> What to do: In the movie review below, reproduce word for word the passage between "Charlie gets very" and "as school administrators.", inclusive.

> Page excerpt:
╔══
The film “Charlie Bartlett” is a rollicking pied piper story sweetly subversive enough to attract young film goers yet has the moral fiber to gain the accolades of more mature audiences. In this adolescent coming-of-age movie popularity is the central theme and the efforts of director Jon Poll and screenwriter Gustin Nash have created a charismatic original that has all the ingredients of a summer-time hit.
In the opening scene, we know what 17-year-old Charlie Bartlett (Yanton Yelchin) wants, acceptance. That’s the crux of his problem for he believes that friendship and acceptance are based on pleasing others. When he is forced out of a prestigious boarding school for making fake ID’s for fellow students, his out-of-touch mother (Hope Davis) offers little in the way of guidance. He enrolls in a local public school and travels on the Special Ed school bus to avoid being ridiculed for arriving in the family’s limo. After being beaten up by the school bully (Tyler Hilton) Charlie quickly learns that the key to survival and popularity lies in offering perks to his fellow students. When his psychiatrist prescribes Ritalin for his lack of concentration and he experiences the side affects he hits upon a new way to gain peer adulation, dispensing drugs. However, Charlie soon realizes that the problems of his fellow students cannot be solved through medication alone, and embarks on a new career as a high school therapist. His office is in the bathroom stalls of the boy’s bathroom and the scenes there are poignant yet still funny. They conjure up the images of a confessional as parties sit side by side separated by a stall partition.
Charlie gets very friendly with Susan (Kat Dennings) who happens to be the daughter of the school principal and single parent (Robert Downey Jr.). Downey suffers from alcoholism as well as communication issues with his daughter. There is also the problem of the surveillance cameras in the student lounge, a metaphor for the electronic tethering today’s teenagers endure. In this comedy, problems and tough issues are brought to light in a humorous and clever way. And while the film hits on the miss-use of prescription medication as a way of treating teenage problems, it also brings up the lack of communication between parents and their kids as well as school administrators.
╚══
> Data under study:
╔══
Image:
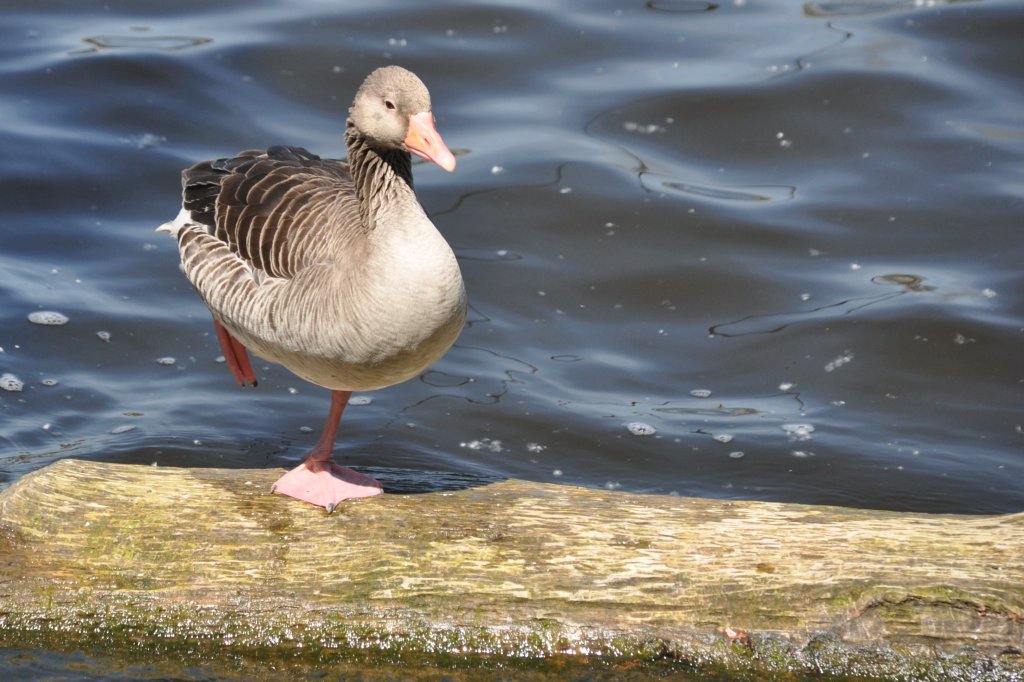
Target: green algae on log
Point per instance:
(121, 556)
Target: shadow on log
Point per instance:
(491, 573)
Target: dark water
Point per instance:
(812, 212)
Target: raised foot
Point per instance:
(326, 484)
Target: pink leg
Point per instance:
(236, 354)
(318, 480)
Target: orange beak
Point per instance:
(423, 140)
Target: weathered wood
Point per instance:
(145, 556)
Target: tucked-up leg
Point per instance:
(236, 354)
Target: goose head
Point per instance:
(392, 111)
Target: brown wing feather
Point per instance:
(273, 209)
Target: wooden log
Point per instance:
(205, 561)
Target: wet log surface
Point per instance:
(206, 562)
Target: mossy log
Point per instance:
(208, 561)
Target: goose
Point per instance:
(331, 268)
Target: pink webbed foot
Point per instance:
(326, 484)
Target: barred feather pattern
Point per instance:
(330, 268)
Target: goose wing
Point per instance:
(278, 210)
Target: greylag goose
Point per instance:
(330, 268)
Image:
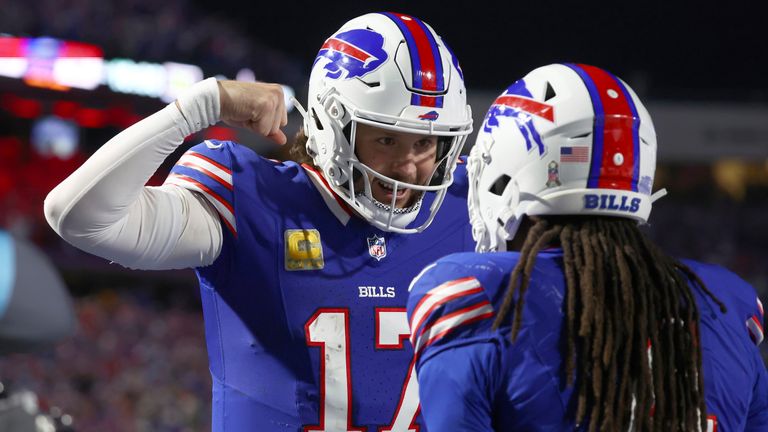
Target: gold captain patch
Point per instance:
(303, 250)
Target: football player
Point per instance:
(303, 268)
(578, 321)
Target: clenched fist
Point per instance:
(259, 107)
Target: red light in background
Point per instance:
(91, 117)
(66, 109)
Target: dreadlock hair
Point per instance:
(297, 150)
(628, 306)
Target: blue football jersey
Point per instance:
(305, 306)
(473, 378)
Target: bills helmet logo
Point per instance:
(518, 103)
(351, 54)
(430, 116)
(377, 247)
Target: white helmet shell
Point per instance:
(394, 72)
(567, 139)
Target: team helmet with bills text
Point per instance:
(394, 72)
(567, 139)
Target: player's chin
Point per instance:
(405, 197)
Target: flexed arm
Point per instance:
(104, 208)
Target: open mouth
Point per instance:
(388, 190)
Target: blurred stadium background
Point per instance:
(74, 73)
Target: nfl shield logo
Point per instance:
(377, 247)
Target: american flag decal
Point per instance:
(574, 154)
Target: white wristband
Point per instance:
(200, 105)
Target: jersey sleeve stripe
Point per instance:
(755, 330)
(440, 295)
(210, 161)
(224, 208)
(451, 322)
(201, 164)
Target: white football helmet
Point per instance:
(567, 139)
(394, 72)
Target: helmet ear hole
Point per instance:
(318, 124)
(549, 93)
(498, 187)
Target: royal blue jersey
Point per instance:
(473, 378)
(305, 306)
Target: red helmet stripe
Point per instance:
(615, 153)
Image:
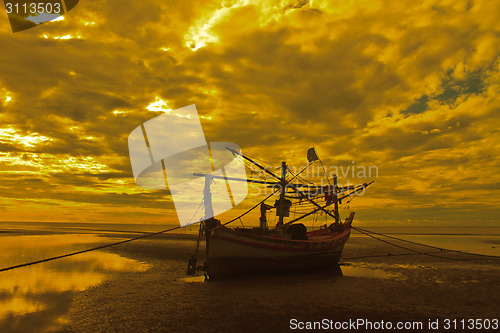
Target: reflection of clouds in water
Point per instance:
(35, 298)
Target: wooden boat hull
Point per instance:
(232, 252)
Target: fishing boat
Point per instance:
(287, 246)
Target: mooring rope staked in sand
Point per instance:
(430, 254)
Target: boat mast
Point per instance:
(282, 194)
(335, 197)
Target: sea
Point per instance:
(26, 292)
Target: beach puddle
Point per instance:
(196, 279)
(367, 272)
(37, 297)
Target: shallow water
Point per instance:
(40, 295)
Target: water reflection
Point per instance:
(36, 298)
(368, 272)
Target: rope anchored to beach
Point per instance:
(430, 254)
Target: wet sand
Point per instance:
(389, 288)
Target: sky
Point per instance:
(410, 88)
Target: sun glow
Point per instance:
(159, 105)
(10, 135)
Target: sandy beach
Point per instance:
(390, 288)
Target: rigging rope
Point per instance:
(430, 254)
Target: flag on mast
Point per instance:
(311, 155)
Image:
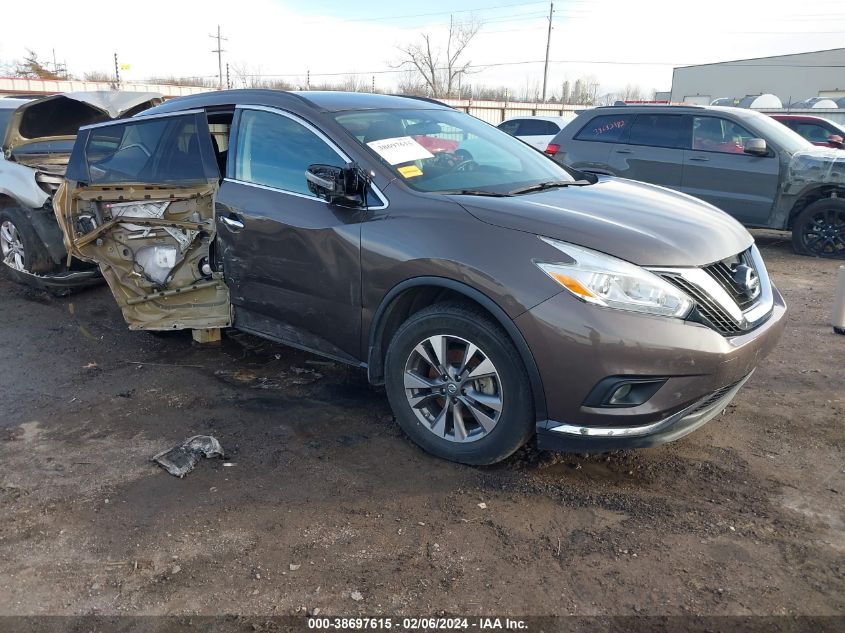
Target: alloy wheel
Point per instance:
(453, 388)
(11, 246)
(824, 233)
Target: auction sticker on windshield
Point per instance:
(402, 149)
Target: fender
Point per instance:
(18, 182)
(375, 369)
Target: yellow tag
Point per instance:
(409, 171)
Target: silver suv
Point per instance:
(741, 161)
(36, 136)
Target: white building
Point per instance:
(792, 78)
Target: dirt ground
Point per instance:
(322, 503)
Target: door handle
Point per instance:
(232, 223)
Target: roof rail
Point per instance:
(427, 99)
(654, 105)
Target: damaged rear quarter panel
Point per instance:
(18, 182)
(807, 171)
(101, 224)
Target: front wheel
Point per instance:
(819, 230)
(20, 247)
(457, 385)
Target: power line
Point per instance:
(381, 18)
(219, 50)
(481, 67)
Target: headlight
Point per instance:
(613, 283)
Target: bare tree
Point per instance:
(410, 83)
(565, 92)
(354, 83)
(30, 68)
(97, 75)
(530, 90)
(441, 70)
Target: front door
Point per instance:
(139, 201)
(717, 170)
(291, 260)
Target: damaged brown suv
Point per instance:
(37, 134)
(495, 293)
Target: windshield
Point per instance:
(779, 134)
(448, 151)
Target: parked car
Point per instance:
(37, 135)
(743, 162)
(818, 130)
(537, 131)
(493, 300)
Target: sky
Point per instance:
(617, 42)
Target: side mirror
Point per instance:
(345, 186)
(755, 147)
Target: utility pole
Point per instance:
(548, 43)
(219, 50)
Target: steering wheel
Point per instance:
(466, 165)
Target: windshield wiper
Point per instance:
(552, 184)
(474, 192)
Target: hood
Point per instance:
(640, 223)
(60, 116)
(818, 165)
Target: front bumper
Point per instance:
(576, 345)
(556, 436)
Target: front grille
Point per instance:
(707, 310)
(723, 273)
╚══
> Worked solution:
Charlie gets very friendly with Susan (Kat Dennings) who happens to be the daughter of the school principal and single parent (Robert Downey Jr.). Downey suffers from alcoholism as well as communication issues with his daughter. There is also the problem of the surveillance cameras in the student lounge, a metaphor for the electronic tethering today’s teenagers endure. In this comedy, problems and tough issues are brought to light in a humorous and clever way. And while the film hits on the miss-use of prescription medication as a way of treating teenage problems, it also brings up the lack of communication between parents and their kids as well as school administrators.